# Text block:
##############################
As a person who was apprehensive about studying abroad as I’d never been so far away
from home for this long before- I cannot recommend it enough! I studied in Lyon, France for a month during summer and I can honestly say it has been one of the best things I’ve done in my life so far. Not only does it give you a great chance for independence whilst exploring a new country, but it also helped me find my confidence and I made some strong friendships along the way.

The summer school also gave us opportunities to explore France and
neighbouring countries as we had Wednesdays off for cultural activities and the university I studied at provided a few trips for us. During my time in Lyon, I also visited Nice, Paris and Geneva, which was great as I wouldn’t otherwise have had the opportunity to do so! Adding to this, the actual summer school itself was super useful too. I have now moved up a level in my French, but more importantly I have gained confidence by speaking to locals daily. I hope to continue my French lessons in Manchester next year!
##############################
Entries drawn from a collection:
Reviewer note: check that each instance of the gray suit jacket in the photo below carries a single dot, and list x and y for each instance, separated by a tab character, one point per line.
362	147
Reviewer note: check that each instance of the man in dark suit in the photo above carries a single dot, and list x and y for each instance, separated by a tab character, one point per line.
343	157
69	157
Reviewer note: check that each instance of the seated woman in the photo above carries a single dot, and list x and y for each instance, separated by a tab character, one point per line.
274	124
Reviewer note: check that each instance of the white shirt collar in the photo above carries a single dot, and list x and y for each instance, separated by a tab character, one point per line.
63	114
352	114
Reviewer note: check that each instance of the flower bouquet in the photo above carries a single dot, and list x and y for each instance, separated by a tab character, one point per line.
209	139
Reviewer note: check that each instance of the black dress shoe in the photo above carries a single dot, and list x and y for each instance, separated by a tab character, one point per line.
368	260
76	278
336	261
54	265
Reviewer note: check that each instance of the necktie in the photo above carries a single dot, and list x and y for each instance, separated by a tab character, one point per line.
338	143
##############################
# To do:
a – In the study-abroad account, which day of the week did students have off for cultural activities?
b – Name every city mentioned in the study-abroad account.
c – Write the next part of the study-abroad account, picking up after its final sentence.
The items have no connection to the study-abroad account.

# Task-by-task answers:
a – Wednesdays

b – Lyon, Nice, Paris, Geneva, Manchester

c –
This experience has opened a huge door for me as I’m now considering studying a masters’ degree in Paris after I graduate, which I would never have considered if I didn’t come to Lyon. If you’re considering applying, I say go for it!

The City of Smiles

by Bo Nicholas, Aarhus Summer University, Denmark

Spending 3 weeks abroad studying in Aarhus, Denmark has been one of the greatest opportunities I’ve ever been given, and I am thankful every day that I took my chance. I have been able to study the subject that I love, while in a beautiful city and experiencing a whole new culture. Being my first time travelling alone, I was very nervous, but now I cannot wait to explore the world more.

During my time studying Translational Psychobiology at Aarhus University, I have gained so much knowledge in a specific area. The course I study in Manchester, Biomedical Science, has a very broad spectrum of content. Having spent three weeks looking at neuroscience, I have developed a wealth of knowledge that many of my peers will not have. I have been able to look in depth at not only the theory but also the important experimental techniques by world-renowned researchers. I have refined my skills in reading and understanding academic papers and giving presentations. I am now considering specialising in neuroscience after my undergraduate studies, and I know that I will have a head-start on others. I also believe my employability has increased, not only because of the things that I have learnt, but because of the confidence studying abroad has given me.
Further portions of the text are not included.